§ Requirement
Without changing anything, transcribe all of the entries.

§ Excerpted data
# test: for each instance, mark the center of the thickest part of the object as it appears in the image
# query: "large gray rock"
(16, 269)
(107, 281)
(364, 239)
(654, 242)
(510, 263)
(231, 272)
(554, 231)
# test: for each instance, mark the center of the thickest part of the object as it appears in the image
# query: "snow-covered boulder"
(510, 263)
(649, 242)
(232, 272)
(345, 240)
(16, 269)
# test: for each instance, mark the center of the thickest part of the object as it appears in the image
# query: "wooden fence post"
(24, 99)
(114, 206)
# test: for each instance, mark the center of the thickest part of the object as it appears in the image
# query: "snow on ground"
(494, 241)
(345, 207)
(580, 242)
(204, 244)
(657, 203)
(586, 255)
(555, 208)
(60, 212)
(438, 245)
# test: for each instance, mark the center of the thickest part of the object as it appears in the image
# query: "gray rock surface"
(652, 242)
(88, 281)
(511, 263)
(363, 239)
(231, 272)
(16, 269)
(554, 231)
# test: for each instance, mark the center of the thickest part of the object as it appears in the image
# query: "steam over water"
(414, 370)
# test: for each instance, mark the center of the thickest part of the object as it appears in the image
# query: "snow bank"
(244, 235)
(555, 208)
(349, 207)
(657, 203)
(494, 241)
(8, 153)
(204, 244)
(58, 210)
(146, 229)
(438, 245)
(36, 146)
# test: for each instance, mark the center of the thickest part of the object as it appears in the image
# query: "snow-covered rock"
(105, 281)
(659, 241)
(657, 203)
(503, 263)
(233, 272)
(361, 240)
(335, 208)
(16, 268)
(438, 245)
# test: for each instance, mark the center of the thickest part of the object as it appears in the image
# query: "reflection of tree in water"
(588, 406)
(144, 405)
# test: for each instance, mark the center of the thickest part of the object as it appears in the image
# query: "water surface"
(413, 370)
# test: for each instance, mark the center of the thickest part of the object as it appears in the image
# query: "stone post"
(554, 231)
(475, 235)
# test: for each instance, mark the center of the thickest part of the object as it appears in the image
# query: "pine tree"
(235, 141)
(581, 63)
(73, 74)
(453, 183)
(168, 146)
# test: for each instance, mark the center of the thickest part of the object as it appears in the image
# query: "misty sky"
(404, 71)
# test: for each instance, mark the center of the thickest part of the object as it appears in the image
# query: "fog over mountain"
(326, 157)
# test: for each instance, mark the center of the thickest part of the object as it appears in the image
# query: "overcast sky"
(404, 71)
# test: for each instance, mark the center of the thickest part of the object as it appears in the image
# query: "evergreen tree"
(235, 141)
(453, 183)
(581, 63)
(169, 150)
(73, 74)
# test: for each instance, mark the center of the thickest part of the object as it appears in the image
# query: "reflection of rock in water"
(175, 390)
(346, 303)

§ Exercise output
# test: for each instance, mark the center of the thickest part of the object as it appears in the image
# query: "large gray rock"
(16, 269)
(107, 281)
(364, 239)
(654, 242)
(510, 263)
(231, 272)
(554, 231)
# test: for each instance, mark the center of the thickest part of the object as it appears in the image
# query: "snow-covered boulder"
(510, 263)
(649, 242)
(232, 272)
(345, 240)
(16, 269)
# test: for each instance, mark the center of the thickest part of the object as it appears in the image
# query: "wooden fence post"
(24, 99)
(114, 206)
# test: for each instance, mark the center of the thickest part of the object as it appears in the image
# query: "snow on ground"
(494, 241)
(345, 207)
(580, 242)
(204, 244)
(657, 203)
(586, 255)
(555, 208)
(60, 212)
(438, 245)
# test: for each instance, mark the center of the thickest part of the object as it appears in the image
# query: "gray rock surface"
(652, 242)
(88, 281)
(511, 263)
(363, 239)
(231, 272)
(16, 269)
(554, 231)
# test: for each instance, mark the center of the thickest part of the object as it appears in the image
# query: "steam over water"
(414, 370)
# test: for each instance, mark the center of the thickest part of the object as it appears in the image
# query: "snow bank"
(244, 235)
(555, 208)
(349, 207)
(657, 203)
(494, 241)
(8, 153)
(204, 244)
(58, 210)
(146, 229)
(438, 245)
(36, 146)
# test: for each instance, mark the center of the thickest part of the object as it appears in the image
# query: "snow-covered rock"
(105, 281)
(659, 241)
(657, 203)
(503, 263)
(233, 272)
(361, 240)
(335, 208)
(16, 268)
(438, 245)
# test: for each instance, mark the center of the thickest part of the object as it appears in the image
# query: "reflection of tree in water"
(588, 406)
(144, 405)
# test: for each instance, mark the center of the thickest part of the object as it appears in the image
# query: "water surface"
(413, 370)
# test: for each instance, mark the center of the thickest part of the object as it appears in the image
# query: "stone post"
(554, 231)
(475, 235)
# test: for each instance, mark the center of the thickest part of the object as it appears in the image
# query: "pine tree"
(235, 141)
(581, 63)
(73, 74)
(453, 183)
(168, 146)
# test: for each instance, mark the center of the thickest part of the object as it appears in the image
# query: "misty sky"
(404, 71)
# test: for each instance, mark the center of the thickest part of the object as it appears in the image
# query: "fog over mountain"
(326, 157)
# test: for each instance, mark the center of the thickest part of the object as it appears in the image
# query: "overcast sky"
(404, 71)
# test: for each instance, mark the center of the thickest part of the object as it appears in the image
# query: "evergreen tree"
(235, 141)
(453, 183)
(581, 63)
(169, 150)
(73, 74)
# test: for each instance, mark the center of the thickest part of the object as it appears in the image
# query: "reflection of rock in water"
(175, 390)
(346, 303)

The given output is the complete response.